Trecho selecionado:
Palavras-chave: Ardósia, aproveitamento de resíduos, compósitos, polipropileno.

ABSTRACT

The use of slate rock in constructions often results in the production of large amount of residual powder that has very low economical value and can also damage the environment. In this work, slate powder was tested as a reinforcing agent for polypropylene. Polypropylene and slate powder were mixed in different ratios in a mixer. Maleic anhydride was also used during the mixing to induce chemical modification of polypropylene in order to improve interactions between the polymer and the inorganic powder. Samples were characterized by infrared spectroscopy and scanning electron microscopy. Samples obtained by adding 5 and 10 wt. % of slate powder in polypropylene had optical properties close to those of commercial slate. FTIR and electron microscopy results suggested that chemical modification of polypropylene led to a partial improvement on the interfacial interactions between slate powder and the polymer. Mechanical properties evaluated by using tensile tests showed that the slate powder did not affect substantially the mechanical strength of polypropylene. Therefore, the incorporation of slate powder in polypropylene emerges as a potential technology for production of systems with some mechanical properties comparable to pure polypropylene, low cost, optical properties close to pure slate and ability to minimize environment problems caused by the presence of residual powder derived from industrial activities.

Keywords: Slate, industrial waste, composites, polypropylene.

Introdução

O acúmulo de resíduos provenientes de processos industriais, da extração e tratamento de minérios e da construção civil causa extensos prejuízos econômicos, já que envolve etapas onerosas de remanejo, transporte e descarte que, associadas à perda de produtividade, reduzem margem de lucro dos empreendimentos. Além disso, boa parte dos resíduos acumulados acaba por provocar desequilíbrios ambientais, exigindo locais e métodos especiais de descarte, além de significar a utilização excessiva e pouco eficiente dos recursos naturais. Visto este problema, vários programas ligados à preservação do meio ambiente em todo mundo definem metas de redução da parcela de resíduos descartados provindos de processos industriais[1]. Uma das possibilidades de utilização de resíduos sólidos está na incorporação destes na forma de carga em polímeros[1-3]. Neste caso, a matriz polimérica tem a função de revestir os resíduos, mantendo-os consolidados em uma peça de interesse mercadológico. Para viabilizar a maioria das aplicações envolvendo tais polímeros contendo resíduos, é importante que a inserção dos resíduos não cause uma redução significativa nas propriedades dos polímeros.

Dentre os resíduos derivados de processos industriais, destacam-se aqueles provenientes da extração e corte da ardósia. Ardósia é uma das pedras mais usadas na construção civil, principalmente no Brasil. Tanto os processos de extração e corte da rocha quanto aqueles ligados à sua aplicação levam a produção de grandes quantidades de resíduos na forma de pó. Este pó apresenta pequeno valor tecnológico agregado e, freqüentemente, acaba resultando em problemas de remanejamento de lixo e assoreamento de leitos fluviais[4].

Instrução a: Diga se cada afirmação concorda com o trecho sobre resíduos de ardósia: (i) a ardósia é uma das pedras mais usadas na construção civil; (ii) o pó de ardósia tem alto valor tecnológico agregado; (iii) quando os resíduos entram como carga em polímeros, a matriz polimérica serve para revesti-los. Responda sim ou não e cite as palavras do trecho que decidem cada caso.

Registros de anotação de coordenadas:

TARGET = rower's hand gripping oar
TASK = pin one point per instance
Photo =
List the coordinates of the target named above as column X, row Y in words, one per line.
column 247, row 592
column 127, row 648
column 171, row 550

Instrução b: Devolva, sem mudar nada, todas as linhas dos registros de anotação de coordenadas.

Resposta completa a:
(i) Sim: "Ardósia é uma das pedras mais usadas na construção civil, principalmente no Brasil."
(ii) Não: "Este pó apresenta pequeno valor tecnológico agregado"
(iii) Sim: "a matriz polimérica tem a função de revestir os resíduos"

Resposta completa b:
TARGET = rower's hand gripping oar
TASK = pin one point per instance
Photo =
List the coordinates of the target named above as column X, row Y in words, one per line.
column 247, row 592
column 127, row 648
column 171, row 550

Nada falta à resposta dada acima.